-- Exercises --
A. In the blog post about Italy's Economy Minister, where is Giulio Tremonti a law professor?
B. From the blog post about Italy's Economy Minister, quote the passage starting with "Is Brunetta hinting" and going on through "in this way.".

-- Document excerpt --
- - -
Archive for November, 2009

It’s not even the middle of winter yet, but things are looking somewhat bleak here in Italy.  It’s all doom and gloom.

Honestly, trying to find a little good news originating from within Italy in Italy’s online press is only marginally easier than finding one of those proverbial hen’s teeth.

On the glum news front, there are hints coming from various directions that the season to be jolly won’t be all that merry at all.  Tax rises may be coming to stifle any merriment.

Still, at the end of the day, I did find one piece of good news.  First, though, the hints.

The Italian Economy Minister Who Shouldn’t be

Italy’s Economy Minister shouldn’t be Italy’s Economy Minister. Well, that’s what was hinted at by another member of Berlusconi’s government, Renato Brunetta, who is Italy’s Minister for Public Administration and Innovation.

Brunetta does have a point, as Giulio Tremonti is basically a lawyer, albeit a senior one who is also a law professor at the University of Pavia, but he is not an economist.  On the other hand, Public Sector and Innovation minister, Renato Brunetta, is an economist.

Is Brunetta hinting in a roundabout sort of way that he could do a better job at managing Italy’s economy than Italy’s current Economy Minister?  Some ears may interpret Brunetta’s hints in this way.
- - -
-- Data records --

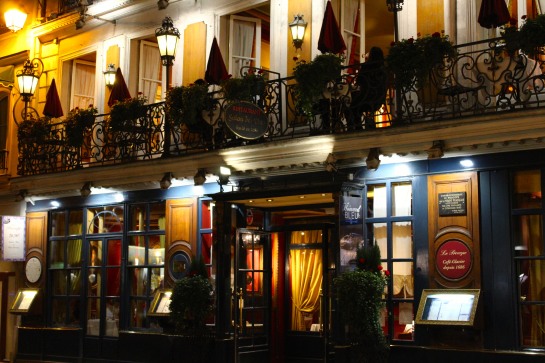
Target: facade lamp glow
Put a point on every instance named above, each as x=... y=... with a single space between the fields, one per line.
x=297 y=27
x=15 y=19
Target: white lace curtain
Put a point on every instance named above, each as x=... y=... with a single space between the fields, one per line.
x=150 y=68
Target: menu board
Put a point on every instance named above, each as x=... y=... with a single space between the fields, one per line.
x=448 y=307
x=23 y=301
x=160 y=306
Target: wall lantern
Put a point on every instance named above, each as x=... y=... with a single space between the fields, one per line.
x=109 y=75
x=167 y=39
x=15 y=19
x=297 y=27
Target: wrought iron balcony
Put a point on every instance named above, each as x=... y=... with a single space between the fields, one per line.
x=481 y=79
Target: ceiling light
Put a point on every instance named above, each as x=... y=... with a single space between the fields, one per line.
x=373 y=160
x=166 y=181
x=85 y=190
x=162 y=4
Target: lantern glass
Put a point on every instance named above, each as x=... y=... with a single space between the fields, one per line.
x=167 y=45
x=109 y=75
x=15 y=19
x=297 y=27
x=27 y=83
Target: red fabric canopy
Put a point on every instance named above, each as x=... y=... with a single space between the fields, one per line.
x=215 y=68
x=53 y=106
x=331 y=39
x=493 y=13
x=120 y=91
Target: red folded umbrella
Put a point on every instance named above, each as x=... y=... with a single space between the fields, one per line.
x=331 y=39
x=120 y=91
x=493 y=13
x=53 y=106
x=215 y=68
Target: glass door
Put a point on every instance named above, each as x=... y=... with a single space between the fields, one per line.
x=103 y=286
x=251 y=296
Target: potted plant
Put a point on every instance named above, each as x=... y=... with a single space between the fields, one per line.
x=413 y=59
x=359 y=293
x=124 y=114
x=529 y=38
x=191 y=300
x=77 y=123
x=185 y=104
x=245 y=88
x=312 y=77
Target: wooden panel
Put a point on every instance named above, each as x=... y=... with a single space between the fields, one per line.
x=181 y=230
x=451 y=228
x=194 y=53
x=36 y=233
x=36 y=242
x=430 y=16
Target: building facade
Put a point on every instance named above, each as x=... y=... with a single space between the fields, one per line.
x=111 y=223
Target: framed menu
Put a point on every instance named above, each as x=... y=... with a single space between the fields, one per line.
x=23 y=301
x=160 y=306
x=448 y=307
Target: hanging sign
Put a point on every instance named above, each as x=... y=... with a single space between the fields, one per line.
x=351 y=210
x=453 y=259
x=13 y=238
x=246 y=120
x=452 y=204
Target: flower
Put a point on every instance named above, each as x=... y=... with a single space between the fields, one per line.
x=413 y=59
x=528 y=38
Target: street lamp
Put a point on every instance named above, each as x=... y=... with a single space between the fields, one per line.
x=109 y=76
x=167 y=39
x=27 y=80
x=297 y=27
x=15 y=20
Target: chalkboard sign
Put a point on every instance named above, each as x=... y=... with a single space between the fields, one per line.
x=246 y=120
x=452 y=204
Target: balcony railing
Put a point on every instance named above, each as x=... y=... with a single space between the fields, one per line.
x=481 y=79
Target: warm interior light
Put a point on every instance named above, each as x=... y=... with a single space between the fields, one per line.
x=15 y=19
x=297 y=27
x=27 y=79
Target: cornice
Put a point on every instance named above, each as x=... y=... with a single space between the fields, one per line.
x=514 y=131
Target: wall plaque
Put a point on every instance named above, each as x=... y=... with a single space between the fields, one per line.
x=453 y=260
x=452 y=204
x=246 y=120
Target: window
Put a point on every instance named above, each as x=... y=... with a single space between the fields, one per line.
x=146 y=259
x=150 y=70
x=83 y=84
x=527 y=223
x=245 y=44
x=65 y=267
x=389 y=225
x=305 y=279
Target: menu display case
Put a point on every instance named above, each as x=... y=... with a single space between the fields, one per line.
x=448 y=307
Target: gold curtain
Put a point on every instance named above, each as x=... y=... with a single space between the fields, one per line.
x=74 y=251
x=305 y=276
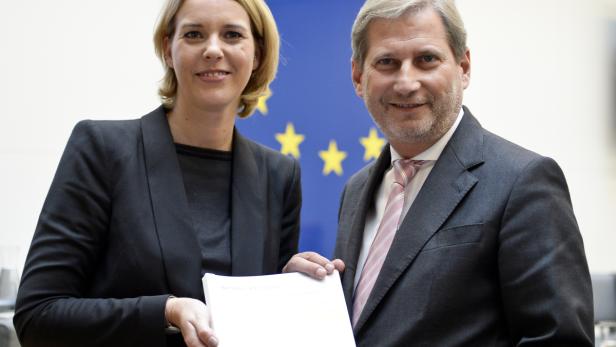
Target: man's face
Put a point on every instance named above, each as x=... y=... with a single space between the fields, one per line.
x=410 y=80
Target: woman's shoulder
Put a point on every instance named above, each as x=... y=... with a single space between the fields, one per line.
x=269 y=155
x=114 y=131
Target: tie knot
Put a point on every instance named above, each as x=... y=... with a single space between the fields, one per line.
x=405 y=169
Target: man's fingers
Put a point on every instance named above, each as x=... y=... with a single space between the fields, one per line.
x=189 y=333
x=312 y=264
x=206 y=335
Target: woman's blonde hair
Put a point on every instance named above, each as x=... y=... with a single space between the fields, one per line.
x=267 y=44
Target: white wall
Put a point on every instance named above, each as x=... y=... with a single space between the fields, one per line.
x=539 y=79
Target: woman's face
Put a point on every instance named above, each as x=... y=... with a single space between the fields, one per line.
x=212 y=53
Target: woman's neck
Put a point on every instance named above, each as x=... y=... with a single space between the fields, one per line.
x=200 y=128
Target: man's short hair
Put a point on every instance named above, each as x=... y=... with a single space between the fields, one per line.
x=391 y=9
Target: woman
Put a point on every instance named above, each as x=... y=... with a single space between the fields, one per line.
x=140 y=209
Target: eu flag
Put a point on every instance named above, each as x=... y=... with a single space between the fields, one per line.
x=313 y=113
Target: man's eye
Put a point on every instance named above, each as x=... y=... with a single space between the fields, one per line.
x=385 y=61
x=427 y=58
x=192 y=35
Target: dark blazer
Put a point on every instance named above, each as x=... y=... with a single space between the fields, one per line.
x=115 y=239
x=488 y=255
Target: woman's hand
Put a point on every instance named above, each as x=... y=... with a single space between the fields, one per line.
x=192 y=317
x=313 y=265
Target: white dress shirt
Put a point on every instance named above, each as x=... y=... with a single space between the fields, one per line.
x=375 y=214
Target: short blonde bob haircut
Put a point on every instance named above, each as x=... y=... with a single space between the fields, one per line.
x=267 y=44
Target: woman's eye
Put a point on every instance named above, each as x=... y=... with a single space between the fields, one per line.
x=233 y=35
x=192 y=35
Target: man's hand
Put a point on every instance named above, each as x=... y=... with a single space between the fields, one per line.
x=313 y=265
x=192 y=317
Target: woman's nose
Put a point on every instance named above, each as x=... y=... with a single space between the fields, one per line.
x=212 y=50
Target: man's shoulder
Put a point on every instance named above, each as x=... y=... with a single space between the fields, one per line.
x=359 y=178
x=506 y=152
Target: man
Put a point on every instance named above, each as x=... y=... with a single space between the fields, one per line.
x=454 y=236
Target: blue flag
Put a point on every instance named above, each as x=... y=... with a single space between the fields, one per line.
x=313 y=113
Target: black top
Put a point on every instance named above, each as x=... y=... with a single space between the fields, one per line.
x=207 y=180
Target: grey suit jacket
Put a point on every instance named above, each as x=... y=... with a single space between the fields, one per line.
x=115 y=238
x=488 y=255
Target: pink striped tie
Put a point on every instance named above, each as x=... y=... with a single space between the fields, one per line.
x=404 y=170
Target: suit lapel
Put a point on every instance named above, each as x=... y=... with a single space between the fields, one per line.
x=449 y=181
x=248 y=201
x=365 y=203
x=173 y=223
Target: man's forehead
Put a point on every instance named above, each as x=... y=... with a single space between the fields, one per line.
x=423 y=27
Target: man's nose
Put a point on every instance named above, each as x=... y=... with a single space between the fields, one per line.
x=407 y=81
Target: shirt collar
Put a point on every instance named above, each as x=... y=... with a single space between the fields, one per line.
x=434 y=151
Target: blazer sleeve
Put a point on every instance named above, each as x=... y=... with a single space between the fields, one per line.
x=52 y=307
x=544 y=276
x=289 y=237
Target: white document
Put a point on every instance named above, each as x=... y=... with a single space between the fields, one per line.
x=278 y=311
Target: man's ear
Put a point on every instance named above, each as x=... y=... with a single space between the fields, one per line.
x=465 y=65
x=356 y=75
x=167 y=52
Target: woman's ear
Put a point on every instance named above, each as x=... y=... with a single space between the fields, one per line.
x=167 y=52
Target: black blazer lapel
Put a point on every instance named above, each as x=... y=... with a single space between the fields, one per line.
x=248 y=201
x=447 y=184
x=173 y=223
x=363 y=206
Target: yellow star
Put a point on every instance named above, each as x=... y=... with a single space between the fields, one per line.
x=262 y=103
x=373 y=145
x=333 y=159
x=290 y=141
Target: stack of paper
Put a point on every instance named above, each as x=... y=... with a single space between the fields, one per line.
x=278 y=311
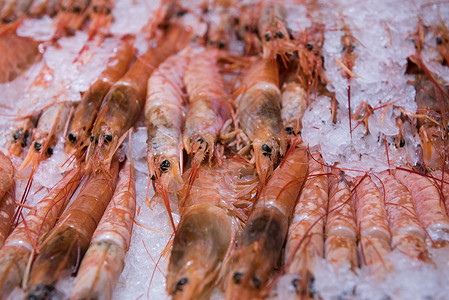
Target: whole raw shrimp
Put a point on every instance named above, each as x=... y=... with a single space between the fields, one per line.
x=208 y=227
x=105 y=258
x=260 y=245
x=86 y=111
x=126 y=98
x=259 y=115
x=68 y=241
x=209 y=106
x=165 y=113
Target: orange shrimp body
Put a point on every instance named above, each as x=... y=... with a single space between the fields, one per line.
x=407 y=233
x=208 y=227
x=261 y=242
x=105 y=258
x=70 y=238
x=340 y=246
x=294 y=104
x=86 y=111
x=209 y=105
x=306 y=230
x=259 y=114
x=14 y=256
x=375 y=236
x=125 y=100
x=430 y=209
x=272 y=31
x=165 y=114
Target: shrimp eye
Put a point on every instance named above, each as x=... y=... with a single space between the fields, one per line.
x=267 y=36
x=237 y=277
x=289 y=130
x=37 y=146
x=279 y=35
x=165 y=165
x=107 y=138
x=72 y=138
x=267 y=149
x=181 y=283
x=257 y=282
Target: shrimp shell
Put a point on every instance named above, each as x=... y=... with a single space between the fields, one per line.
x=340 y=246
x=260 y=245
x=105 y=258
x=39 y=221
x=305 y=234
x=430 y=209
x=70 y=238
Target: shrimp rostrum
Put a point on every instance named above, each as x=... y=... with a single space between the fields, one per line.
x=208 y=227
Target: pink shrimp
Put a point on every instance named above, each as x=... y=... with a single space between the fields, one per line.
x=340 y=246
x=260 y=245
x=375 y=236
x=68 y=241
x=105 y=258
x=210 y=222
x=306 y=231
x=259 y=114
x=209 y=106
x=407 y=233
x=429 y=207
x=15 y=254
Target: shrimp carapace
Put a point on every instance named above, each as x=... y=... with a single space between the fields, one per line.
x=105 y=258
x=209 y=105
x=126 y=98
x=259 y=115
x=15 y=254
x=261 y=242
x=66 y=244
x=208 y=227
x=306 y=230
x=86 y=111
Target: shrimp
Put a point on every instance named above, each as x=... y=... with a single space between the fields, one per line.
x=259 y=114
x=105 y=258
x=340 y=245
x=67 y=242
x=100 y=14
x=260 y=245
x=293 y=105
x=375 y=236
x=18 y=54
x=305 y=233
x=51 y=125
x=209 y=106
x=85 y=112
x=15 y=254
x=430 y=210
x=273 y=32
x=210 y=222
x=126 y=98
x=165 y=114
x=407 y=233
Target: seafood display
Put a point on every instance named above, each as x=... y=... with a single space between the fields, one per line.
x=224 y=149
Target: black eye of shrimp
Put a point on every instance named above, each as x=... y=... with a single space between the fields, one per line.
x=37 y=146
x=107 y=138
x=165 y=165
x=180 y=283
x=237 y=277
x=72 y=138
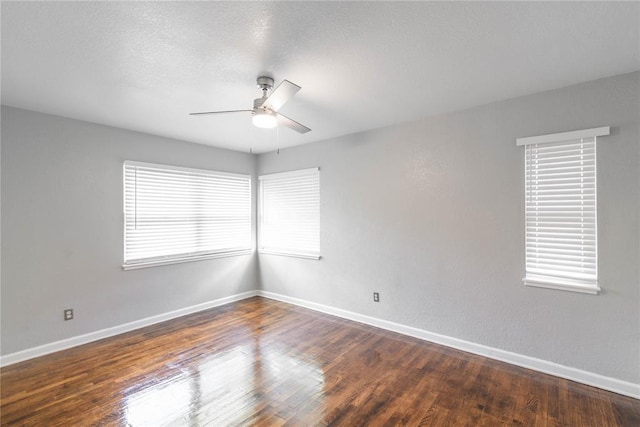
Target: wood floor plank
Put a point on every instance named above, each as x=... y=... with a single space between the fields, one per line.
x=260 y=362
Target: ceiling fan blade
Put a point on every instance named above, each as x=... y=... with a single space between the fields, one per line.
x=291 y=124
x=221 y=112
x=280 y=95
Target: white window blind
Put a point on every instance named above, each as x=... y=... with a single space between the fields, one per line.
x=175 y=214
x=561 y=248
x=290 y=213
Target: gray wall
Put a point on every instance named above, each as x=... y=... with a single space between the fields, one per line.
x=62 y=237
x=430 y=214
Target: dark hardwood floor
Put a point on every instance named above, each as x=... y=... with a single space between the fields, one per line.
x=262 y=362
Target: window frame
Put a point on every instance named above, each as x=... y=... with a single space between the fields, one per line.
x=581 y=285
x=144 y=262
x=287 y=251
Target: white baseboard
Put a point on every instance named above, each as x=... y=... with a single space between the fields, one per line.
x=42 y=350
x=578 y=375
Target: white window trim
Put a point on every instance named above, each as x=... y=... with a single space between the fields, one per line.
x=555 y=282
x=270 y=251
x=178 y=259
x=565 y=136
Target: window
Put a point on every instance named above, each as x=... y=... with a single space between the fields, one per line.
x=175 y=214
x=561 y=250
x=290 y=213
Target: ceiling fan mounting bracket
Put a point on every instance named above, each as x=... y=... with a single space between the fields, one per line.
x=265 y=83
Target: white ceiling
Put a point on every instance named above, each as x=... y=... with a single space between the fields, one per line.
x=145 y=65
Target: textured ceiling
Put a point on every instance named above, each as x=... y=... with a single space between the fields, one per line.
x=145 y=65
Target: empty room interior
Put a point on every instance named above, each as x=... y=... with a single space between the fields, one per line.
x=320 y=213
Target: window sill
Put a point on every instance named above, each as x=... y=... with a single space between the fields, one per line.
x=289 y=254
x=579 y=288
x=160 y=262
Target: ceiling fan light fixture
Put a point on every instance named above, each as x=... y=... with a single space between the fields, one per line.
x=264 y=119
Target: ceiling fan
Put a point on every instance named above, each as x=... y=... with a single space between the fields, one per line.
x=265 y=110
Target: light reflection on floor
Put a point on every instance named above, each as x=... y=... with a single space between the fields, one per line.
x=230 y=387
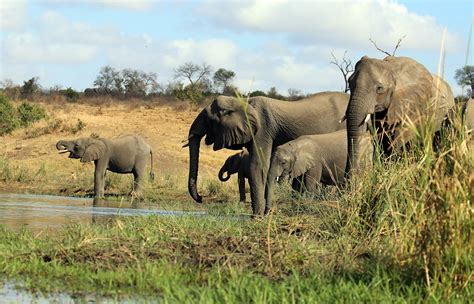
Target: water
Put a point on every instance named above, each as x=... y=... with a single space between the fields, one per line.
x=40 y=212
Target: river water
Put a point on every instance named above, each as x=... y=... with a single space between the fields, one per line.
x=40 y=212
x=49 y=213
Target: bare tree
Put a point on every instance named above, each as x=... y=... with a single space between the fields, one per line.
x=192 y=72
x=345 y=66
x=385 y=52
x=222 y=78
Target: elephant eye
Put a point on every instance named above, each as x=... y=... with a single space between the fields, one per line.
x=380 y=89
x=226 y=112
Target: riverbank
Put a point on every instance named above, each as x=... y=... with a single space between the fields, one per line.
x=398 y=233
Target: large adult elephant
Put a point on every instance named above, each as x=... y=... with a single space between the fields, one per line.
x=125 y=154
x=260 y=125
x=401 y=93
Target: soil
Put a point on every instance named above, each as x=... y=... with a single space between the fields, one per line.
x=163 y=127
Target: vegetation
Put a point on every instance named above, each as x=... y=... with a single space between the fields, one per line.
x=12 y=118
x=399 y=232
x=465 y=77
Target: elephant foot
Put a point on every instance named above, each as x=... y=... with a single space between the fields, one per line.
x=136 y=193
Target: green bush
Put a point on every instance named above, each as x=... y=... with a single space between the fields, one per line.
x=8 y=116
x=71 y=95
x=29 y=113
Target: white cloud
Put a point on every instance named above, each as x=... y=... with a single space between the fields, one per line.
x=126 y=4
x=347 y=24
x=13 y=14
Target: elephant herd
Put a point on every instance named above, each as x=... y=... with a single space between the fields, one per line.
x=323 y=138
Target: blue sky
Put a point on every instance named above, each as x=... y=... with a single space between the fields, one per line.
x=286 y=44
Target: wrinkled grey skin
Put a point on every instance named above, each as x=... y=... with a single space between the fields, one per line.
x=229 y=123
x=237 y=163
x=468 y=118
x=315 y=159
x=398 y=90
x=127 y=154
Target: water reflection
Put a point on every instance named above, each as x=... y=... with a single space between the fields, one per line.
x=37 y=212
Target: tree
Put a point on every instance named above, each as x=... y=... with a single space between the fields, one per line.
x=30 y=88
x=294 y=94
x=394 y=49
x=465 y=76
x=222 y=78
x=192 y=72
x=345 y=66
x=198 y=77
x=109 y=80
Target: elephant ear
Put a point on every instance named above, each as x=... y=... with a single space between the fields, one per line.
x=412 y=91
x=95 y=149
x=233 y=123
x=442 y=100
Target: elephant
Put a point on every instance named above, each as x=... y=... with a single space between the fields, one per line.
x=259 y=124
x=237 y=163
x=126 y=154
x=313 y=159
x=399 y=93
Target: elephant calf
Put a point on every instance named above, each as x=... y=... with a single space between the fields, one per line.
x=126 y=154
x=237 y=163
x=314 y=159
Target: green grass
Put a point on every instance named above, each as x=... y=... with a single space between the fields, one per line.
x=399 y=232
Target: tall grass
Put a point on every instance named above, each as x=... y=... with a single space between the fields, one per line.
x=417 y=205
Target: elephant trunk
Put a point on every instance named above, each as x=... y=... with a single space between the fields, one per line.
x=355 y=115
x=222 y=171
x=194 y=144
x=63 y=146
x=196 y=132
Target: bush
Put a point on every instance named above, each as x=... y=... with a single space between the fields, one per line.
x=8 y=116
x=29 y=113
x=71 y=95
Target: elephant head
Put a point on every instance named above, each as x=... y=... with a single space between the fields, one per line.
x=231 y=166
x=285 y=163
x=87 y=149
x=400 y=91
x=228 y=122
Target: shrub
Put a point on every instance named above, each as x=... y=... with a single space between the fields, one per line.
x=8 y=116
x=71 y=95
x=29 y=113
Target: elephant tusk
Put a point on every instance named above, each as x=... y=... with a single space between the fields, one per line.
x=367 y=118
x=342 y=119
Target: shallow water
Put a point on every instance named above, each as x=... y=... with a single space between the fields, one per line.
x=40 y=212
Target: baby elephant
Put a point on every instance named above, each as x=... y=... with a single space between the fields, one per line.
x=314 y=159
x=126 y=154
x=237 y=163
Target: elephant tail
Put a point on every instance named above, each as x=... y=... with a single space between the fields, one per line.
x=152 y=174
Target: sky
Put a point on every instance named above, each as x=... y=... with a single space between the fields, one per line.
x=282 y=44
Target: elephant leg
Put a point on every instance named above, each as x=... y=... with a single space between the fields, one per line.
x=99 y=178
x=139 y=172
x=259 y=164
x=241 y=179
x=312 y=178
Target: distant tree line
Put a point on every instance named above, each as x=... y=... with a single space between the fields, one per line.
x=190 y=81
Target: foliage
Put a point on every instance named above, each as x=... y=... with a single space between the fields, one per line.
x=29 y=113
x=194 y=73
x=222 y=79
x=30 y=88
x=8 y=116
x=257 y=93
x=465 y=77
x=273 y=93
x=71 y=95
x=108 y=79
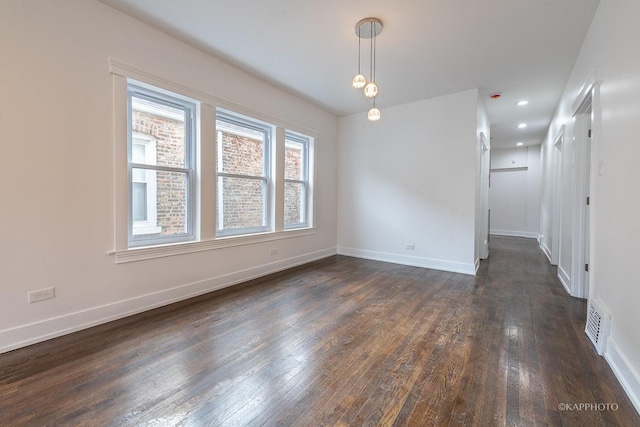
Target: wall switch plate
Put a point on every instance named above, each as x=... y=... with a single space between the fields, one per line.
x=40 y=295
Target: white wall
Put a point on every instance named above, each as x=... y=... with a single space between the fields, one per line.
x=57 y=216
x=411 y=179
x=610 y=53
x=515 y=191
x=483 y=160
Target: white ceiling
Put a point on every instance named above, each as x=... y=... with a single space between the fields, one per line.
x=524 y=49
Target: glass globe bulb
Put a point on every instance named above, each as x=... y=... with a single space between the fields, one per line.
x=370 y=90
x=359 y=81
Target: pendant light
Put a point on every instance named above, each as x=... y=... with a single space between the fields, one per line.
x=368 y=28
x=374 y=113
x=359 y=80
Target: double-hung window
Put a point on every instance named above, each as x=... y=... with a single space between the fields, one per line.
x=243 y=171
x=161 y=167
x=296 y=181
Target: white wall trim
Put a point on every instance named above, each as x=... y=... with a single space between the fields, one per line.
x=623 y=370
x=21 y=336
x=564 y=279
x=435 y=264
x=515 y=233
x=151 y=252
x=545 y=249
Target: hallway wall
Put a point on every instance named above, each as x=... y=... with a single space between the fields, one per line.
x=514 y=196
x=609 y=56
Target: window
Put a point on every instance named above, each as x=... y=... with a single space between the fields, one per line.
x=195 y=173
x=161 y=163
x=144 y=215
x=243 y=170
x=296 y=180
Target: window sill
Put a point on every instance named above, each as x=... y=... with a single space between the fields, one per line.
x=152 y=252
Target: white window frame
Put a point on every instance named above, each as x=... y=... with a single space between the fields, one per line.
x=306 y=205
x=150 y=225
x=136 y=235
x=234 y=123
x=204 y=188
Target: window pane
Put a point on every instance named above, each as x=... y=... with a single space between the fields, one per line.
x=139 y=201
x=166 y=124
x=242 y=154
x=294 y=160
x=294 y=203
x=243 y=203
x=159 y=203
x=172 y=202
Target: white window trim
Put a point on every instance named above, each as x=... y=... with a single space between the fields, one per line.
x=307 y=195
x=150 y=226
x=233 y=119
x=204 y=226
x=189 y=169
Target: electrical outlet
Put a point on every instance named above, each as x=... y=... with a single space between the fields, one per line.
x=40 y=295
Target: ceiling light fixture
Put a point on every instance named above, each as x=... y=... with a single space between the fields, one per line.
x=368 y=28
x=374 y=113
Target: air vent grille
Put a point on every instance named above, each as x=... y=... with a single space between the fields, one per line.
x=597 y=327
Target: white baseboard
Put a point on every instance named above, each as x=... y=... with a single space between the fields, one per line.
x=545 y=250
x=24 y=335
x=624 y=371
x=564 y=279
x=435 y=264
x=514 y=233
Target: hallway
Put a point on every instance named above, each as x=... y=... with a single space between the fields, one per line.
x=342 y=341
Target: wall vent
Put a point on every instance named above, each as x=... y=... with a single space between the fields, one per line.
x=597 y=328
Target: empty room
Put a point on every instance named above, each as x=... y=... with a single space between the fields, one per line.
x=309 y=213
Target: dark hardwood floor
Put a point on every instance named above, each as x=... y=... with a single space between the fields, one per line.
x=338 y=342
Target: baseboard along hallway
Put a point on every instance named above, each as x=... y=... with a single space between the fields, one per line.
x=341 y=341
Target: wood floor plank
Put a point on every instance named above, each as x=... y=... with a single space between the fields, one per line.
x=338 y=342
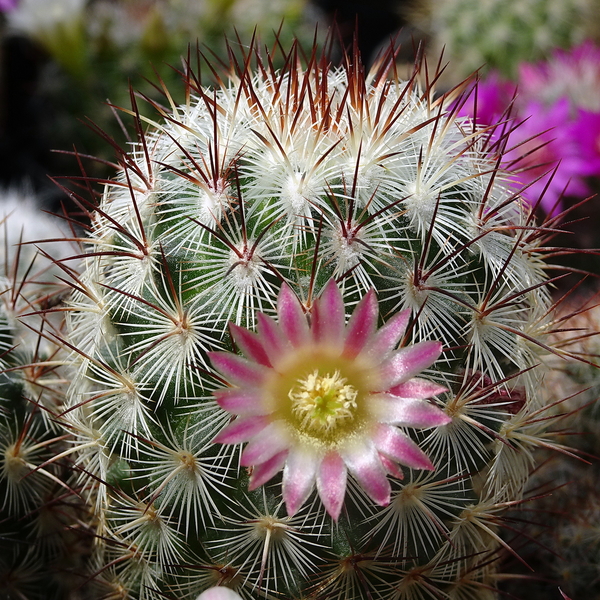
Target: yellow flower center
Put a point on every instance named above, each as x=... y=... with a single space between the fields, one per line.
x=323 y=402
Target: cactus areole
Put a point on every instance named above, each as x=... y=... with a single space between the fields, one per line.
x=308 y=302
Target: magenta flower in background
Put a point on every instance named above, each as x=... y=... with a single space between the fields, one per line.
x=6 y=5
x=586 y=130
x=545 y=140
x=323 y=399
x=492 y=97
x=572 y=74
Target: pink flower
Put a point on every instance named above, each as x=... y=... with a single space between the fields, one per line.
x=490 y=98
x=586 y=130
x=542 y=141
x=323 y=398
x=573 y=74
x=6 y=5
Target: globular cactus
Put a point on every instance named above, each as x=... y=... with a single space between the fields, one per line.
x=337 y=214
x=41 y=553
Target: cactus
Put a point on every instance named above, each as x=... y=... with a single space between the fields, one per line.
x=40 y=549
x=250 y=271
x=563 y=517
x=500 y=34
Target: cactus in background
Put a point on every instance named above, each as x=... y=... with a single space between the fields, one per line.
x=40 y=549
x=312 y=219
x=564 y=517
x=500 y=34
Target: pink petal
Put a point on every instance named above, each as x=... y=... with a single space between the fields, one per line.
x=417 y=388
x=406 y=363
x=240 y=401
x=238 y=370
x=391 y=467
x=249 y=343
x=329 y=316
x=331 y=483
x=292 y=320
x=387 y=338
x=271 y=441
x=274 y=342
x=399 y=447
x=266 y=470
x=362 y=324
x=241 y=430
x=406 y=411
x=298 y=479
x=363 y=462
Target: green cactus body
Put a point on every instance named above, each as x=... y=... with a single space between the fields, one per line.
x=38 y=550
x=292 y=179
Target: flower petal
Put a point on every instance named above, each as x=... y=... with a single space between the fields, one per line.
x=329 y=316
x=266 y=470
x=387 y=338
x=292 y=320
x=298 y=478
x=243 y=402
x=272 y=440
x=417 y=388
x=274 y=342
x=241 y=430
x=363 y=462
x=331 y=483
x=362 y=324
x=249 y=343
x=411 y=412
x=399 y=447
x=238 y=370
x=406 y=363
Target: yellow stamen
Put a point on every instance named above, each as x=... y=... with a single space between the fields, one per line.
- - -
-- The answers --
A. At the University of Pavia.

B.
Is Brunetta hinting in a roundabout sort of way that he could do a better job at managing Italy’s economy than Italy’s current Economy Minister?  Some ears may interpret Brunetta’s hints in this way.